Zamień w poniższych wpisach „Quickstart” na „Getting started”. Resztę tekstu przepisz bez żadnych zmian.

------ Wpisy zbioru danych

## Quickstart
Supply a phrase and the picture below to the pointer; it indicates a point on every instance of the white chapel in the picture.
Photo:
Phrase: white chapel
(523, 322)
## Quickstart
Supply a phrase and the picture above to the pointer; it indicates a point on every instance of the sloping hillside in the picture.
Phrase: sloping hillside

------------

**Odpowiedź do zadania:**
## Getting started
Supply a phrase and the picture below to the pointer; it indicates a point on every instance of the white chapel in the picture.
Photo:
Phrase: white chapel
(523, 322)
## Getting started
Supply a phrase and the picture above to the pointer; it indicates a point on every instance of the sloping hillside in the picture.
Phrase: sloping hillside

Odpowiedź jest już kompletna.